*WRITTEN TASK*. Gather every line in the rows below that contains the word "ceiling", and copy each one in full.

----- LISTED ENTRIES -----

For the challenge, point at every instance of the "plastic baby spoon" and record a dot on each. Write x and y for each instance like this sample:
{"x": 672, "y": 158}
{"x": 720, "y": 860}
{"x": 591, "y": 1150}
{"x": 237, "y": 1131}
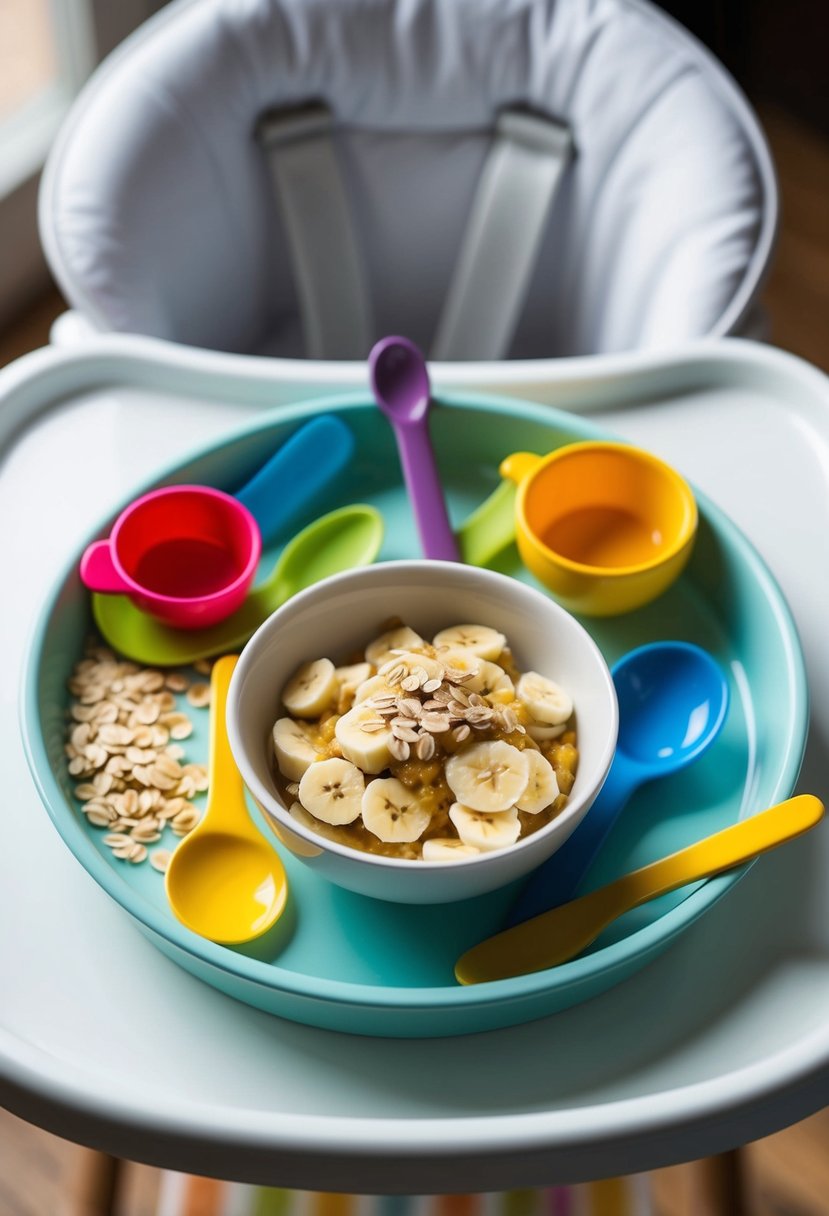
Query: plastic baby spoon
{"x": 400, "y": 383}
{"x": 559, "y": 935}
{"x": 338, "y": 541}
{"x": 225, "y": 882}
{"x": 672, "y": 704}
{"x": 295, "y": 474}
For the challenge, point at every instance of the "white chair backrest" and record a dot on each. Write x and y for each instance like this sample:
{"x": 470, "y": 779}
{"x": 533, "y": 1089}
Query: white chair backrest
{"x": 158, "y": 214}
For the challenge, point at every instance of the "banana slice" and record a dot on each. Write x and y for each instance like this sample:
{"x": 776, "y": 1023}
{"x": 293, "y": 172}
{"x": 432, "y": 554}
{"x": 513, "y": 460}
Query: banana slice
{"x": 292, "y": 748}
{"x": 298, "y": 812}
{"x": 488, "y": 776}
{"x": 445, "y": 849}
{"x": 545, "y": 699}
{"x": 541, "y": 733}
{"x": 485, "y": 829}
{"x": 371, "y": 687}
{"x": 311, "y": 690}
{"x": 364, "y": 738}
{"x": 491, "y": 681}
{"x": 542, "y": 787}
{"x": 332, "y": 791}
{"x": 351, "y": 676}
{"x": 394, "y": 812}
{"x": 483, "y": 641}
{"x": 401, "y": 639}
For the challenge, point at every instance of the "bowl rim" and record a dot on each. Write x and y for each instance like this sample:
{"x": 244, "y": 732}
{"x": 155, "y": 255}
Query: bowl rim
{"x": 469, "y": 573}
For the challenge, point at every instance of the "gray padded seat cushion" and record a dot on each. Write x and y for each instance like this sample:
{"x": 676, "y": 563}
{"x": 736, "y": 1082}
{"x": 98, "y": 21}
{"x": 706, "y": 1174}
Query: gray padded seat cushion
{"x": 158, "y": 217}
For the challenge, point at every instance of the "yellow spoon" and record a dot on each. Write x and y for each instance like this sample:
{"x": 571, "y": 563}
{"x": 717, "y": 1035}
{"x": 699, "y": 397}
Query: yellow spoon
{"x": 558, "y": 935}
{"x": 225, "y": 882}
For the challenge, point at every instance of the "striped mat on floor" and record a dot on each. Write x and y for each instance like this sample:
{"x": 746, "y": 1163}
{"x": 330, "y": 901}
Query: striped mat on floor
{"x": 186, "y": 1195}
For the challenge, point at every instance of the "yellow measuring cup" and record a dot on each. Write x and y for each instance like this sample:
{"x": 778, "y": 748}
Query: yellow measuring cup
{"x": 607, "y": 527}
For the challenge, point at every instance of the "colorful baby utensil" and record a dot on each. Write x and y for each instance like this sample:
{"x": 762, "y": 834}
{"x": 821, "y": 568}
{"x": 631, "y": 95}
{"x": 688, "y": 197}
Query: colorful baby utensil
{"x": 400, "y": 383}
{"x": 490, "y": 528}
{"x": 185, "y": 553}
{"x": 672, "y": 704}
{"x": 297, "y": 473}
{"x": 337, "y": 541}
{"x": 224, "y": 880}
{"x": 563, "y": 933}
{"x": 189, "y": 553}
{"x": 604, "y": 525}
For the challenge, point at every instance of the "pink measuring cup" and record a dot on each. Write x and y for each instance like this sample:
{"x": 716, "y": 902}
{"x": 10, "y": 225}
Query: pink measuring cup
{"x": 186, "y": 553}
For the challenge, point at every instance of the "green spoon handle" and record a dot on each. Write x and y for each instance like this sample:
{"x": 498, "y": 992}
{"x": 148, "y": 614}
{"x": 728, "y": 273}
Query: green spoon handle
{"x": 558, "y": 935}
{"x": 490, "y": 528}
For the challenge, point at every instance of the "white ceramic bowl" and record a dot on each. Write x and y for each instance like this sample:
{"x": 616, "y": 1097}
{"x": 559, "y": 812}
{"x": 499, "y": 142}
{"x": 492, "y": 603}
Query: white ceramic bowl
{"x": 342, "y": 614}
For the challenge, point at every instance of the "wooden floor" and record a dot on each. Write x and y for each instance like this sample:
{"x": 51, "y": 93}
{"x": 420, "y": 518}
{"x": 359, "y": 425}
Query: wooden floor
{"x": 787, "y": 1174}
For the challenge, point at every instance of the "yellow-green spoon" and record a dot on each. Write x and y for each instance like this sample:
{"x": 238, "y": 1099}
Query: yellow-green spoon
{"x": 225, "y": 882}
{"x": 338, "y": 541}
{"x": 558, "y": 935}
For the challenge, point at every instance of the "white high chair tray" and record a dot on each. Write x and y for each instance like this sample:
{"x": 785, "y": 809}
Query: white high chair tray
{"x": 103, "y": 1040}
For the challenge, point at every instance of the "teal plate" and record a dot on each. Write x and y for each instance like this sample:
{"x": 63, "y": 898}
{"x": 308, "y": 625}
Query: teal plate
{"x": 349, "y": 963}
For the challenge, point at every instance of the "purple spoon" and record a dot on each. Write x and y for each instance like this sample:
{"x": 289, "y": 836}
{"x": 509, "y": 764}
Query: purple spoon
{"x": 400, "y": 383}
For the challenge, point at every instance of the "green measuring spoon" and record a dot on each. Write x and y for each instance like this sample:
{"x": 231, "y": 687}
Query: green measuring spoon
{"x": 338, "y": 541}
{"x": 490, "y": 528}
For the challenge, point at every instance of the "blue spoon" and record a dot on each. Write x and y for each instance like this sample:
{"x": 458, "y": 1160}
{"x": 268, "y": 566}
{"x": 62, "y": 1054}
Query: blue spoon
{"x": 672, "y": 704}
{"x": 297, "y": 473}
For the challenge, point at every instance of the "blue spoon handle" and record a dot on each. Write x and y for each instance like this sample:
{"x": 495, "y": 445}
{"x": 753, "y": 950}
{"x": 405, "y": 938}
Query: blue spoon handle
{"x": 559, "y": 877}
{"x": 297, "y": 473}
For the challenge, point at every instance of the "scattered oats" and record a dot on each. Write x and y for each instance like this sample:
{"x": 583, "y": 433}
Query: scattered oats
{"x": 405, "y": 733}
{"x": 116, "y": 840}
{"x": 140, "y": 755}
{"x": 185, "y": 821}
{"x": 100, "y": 818}
{"x": 435, "y": 724}
{"x": 80, "y": 736}
{"x": 400, "y": 720}
{"x": 426, "y": 747}
{"x": 146, "y": 714}
{"x": 399, "y": 748}
{"x": 198, "y": 696}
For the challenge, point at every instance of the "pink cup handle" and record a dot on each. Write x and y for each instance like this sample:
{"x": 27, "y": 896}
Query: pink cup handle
{"x": 97, "y": 570}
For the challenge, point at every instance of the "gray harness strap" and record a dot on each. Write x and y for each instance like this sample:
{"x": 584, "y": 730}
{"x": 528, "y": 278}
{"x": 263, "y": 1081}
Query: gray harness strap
{"x": 489, "y": 285}
{"x": 327, "y": 265}
{"x": 522, "y": 173}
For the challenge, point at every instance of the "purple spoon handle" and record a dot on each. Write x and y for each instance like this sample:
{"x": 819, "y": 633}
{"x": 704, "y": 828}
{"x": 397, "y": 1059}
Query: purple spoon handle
{"x": 400, "y": 383}
{"x": 426, "y": 491}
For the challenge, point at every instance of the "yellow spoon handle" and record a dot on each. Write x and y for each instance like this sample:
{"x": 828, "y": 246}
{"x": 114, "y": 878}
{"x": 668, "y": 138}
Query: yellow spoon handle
{"x": 225, "y": 786}
{"x": 556, "y": 936}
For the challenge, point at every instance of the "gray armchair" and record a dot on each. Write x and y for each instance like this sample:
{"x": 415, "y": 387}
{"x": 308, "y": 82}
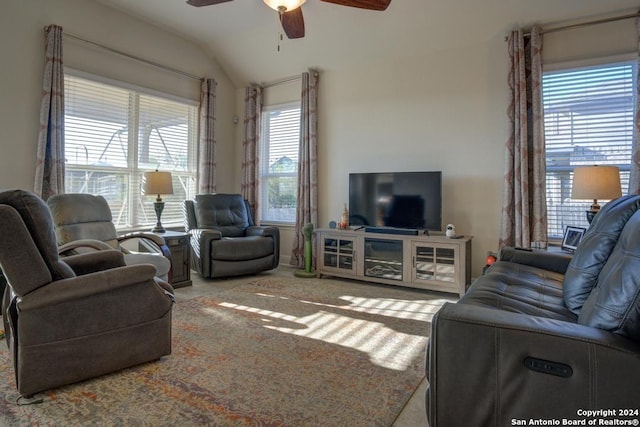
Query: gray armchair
{"x": 81, "y": 317}
{"x": 224, "y": 239}
{"x": 85, "y": 221}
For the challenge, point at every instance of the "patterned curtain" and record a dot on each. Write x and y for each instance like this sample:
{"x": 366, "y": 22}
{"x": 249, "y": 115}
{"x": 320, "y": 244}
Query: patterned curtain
{"x": 207, "y": 143}
{"x": 634, "y": 176}
{"x": 249, "y": 185}
{"x": 49, "y": 179}
{"x": 524, "y": 210}
{"x": 307, "y": 201}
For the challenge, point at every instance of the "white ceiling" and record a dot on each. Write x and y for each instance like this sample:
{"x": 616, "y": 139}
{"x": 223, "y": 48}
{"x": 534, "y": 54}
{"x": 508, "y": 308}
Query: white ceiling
{"x": 243, "y": 34}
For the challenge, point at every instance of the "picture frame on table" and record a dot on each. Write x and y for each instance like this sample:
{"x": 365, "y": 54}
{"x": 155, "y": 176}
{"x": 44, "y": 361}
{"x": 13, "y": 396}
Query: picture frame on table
{"x": 572, "y": 237}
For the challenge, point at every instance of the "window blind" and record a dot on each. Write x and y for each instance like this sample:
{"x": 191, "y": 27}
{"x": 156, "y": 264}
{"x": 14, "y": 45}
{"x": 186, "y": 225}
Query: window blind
{"x": 279, "y": 163}
{"x": 588, "y": 120}
{"x": 114, "y": 134}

-----

*EXERCISE ANSWER*.
For the challenge, point at every instance of the "white ceiling" and record a dot on each. Write x and y for each instance like this sample:
Query: white ceiling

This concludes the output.